** SOURCE RECORDS **
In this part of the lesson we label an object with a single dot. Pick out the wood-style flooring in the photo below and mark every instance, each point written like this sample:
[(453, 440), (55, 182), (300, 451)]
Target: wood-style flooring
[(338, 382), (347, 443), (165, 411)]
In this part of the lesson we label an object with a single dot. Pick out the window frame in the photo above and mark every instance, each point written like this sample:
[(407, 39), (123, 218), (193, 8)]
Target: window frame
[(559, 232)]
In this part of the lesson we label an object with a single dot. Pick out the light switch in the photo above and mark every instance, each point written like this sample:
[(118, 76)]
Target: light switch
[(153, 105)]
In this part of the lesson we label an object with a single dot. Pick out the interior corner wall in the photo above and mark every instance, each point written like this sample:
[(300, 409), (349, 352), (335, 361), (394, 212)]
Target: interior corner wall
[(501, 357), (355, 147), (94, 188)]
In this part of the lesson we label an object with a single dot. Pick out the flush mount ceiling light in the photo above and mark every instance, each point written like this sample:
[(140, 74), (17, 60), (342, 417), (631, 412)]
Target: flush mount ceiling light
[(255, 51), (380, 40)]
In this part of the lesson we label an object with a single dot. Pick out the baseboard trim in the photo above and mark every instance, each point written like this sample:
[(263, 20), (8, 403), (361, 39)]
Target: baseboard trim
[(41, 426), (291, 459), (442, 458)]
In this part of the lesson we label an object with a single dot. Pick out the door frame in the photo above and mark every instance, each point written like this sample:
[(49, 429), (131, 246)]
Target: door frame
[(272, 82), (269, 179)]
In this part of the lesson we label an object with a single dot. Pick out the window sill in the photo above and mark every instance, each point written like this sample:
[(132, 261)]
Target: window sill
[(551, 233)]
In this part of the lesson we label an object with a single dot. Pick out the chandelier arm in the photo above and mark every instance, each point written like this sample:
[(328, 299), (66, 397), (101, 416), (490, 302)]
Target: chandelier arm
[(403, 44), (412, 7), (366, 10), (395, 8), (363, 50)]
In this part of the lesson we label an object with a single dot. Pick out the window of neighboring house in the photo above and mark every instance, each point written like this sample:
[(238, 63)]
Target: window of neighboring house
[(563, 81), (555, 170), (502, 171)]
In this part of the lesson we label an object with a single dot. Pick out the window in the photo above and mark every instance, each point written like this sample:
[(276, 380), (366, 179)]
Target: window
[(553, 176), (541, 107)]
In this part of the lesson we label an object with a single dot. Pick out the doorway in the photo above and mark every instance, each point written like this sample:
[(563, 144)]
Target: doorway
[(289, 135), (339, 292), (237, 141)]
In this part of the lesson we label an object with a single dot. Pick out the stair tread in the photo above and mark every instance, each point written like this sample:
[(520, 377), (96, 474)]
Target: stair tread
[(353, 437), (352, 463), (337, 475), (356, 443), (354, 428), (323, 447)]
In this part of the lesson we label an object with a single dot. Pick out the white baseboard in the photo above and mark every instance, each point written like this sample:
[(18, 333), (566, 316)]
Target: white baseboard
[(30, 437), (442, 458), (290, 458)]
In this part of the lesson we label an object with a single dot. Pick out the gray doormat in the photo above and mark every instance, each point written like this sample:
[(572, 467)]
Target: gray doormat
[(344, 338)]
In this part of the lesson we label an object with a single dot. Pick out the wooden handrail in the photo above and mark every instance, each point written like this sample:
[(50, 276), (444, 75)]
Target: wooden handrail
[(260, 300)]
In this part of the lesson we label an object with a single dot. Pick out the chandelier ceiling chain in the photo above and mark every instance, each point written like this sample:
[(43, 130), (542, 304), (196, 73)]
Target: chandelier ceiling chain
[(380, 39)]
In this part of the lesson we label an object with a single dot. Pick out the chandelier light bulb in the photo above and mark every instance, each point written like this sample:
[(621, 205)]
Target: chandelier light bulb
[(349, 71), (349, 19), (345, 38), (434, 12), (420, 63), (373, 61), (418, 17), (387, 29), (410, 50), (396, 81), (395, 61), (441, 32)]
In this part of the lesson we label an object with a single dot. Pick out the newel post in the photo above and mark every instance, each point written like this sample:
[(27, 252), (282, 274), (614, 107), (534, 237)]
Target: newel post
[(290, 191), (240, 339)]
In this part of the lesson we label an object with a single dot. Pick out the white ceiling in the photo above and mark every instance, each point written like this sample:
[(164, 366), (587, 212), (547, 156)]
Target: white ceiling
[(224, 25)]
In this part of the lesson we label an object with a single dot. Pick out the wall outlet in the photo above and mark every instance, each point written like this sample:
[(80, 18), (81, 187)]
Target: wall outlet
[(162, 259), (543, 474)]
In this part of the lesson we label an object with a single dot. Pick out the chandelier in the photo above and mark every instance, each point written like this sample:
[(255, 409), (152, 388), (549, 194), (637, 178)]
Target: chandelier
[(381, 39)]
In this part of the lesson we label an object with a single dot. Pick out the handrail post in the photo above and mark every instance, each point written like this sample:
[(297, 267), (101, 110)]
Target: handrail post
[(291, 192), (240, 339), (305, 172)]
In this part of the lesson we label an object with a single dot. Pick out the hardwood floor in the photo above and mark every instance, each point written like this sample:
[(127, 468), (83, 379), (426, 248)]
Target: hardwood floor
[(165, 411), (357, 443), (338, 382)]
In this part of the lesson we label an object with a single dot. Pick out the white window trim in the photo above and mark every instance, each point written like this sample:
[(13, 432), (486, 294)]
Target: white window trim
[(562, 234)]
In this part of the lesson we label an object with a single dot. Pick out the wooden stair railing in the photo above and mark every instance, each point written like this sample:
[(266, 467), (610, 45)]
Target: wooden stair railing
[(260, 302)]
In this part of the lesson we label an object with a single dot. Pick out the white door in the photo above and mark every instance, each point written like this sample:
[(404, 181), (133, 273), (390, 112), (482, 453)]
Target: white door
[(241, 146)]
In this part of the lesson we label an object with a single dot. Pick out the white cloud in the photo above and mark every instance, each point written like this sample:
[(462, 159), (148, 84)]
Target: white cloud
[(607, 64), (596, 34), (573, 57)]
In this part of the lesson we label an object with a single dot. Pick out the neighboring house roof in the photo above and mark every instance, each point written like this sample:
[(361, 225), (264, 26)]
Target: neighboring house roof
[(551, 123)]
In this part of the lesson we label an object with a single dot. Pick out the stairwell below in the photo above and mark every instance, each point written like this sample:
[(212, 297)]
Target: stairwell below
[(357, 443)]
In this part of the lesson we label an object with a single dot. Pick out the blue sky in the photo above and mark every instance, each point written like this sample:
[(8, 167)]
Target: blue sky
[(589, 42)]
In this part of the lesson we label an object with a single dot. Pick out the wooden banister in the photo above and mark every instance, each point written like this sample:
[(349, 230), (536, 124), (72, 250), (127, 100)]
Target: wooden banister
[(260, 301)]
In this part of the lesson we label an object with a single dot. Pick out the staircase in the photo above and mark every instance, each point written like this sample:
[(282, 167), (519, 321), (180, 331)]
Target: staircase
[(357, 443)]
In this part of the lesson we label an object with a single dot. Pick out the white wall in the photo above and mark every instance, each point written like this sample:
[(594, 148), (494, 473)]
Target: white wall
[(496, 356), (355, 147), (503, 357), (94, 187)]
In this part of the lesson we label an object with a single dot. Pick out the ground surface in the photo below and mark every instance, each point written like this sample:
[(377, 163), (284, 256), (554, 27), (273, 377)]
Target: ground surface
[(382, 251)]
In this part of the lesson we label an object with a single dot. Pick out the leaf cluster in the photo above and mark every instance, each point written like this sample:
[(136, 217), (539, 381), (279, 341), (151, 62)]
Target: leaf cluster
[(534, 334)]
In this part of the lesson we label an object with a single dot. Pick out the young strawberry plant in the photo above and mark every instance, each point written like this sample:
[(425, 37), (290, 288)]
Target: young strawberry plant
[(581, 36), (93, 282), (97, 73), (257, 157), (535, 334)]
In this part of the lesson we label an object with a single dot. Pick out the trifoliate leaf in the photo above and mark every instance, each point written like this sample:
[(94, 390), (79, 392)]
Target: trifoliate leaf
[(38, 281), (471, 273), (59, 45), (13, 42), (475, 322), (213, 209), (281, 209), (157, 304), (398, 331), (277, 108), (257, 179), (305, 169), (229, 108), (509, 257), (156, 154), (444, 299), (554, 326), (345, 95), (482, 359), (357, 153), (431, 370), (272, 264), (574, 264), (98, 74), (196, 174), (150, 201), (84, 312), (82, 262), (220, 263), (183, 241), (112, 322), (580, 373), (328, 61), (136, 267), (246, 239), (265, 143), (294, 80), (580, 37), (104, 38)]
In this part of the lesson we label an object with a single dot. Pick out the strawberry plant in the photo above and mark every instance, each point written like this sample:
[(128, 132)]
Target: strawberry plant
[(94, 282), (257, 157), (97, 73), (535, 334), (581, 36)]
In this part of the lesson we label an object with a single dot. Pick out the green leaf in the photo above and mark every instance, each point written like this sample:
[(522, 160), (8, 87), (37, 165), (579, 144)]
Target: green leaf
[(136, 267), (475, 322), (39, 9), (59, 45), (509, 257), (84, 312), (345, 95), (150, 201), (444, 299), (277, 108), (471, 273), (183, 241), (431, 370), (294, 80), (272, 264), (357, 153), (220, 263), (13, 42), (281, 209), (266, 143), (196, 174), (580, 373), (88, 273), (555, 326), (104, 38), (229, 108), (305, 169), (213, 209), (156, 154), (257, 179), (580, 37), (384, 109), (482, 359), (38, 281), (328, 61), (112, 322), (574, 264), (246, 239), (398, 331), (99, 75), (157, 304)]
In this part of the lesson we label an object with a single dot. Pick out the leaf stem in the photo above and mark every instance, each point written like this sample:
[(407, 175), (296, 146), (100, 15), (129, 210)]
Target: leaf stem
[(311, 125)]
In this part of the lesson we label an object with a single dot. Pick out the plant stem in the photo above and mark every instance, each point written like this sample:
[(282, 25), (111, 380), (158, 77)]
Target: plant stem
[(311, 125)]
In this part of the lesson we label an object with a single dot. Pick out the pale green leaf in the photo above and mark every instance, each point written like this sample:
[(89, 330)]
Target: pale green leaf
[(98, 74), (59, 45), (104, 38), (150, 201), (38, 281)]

** THE REQUEST **
Can you rewrite the lines from the one containing "the stair tread" through the one containing "428), (323, 447)]", both included, as a JSON list of strings with one string per line?

** OUTPUT **
[
  "In this part of the lesson we label an object with a single dot. Pick out the stair tread in the photo above and mark every instance, each point written like this sample:",
  "[(520, 377), (96, 474)]",
  "Target: stair tread",
  "[(353, 437), (352, 463), (337, 475), (356, 443), (354, 428), (323, 447)]"
]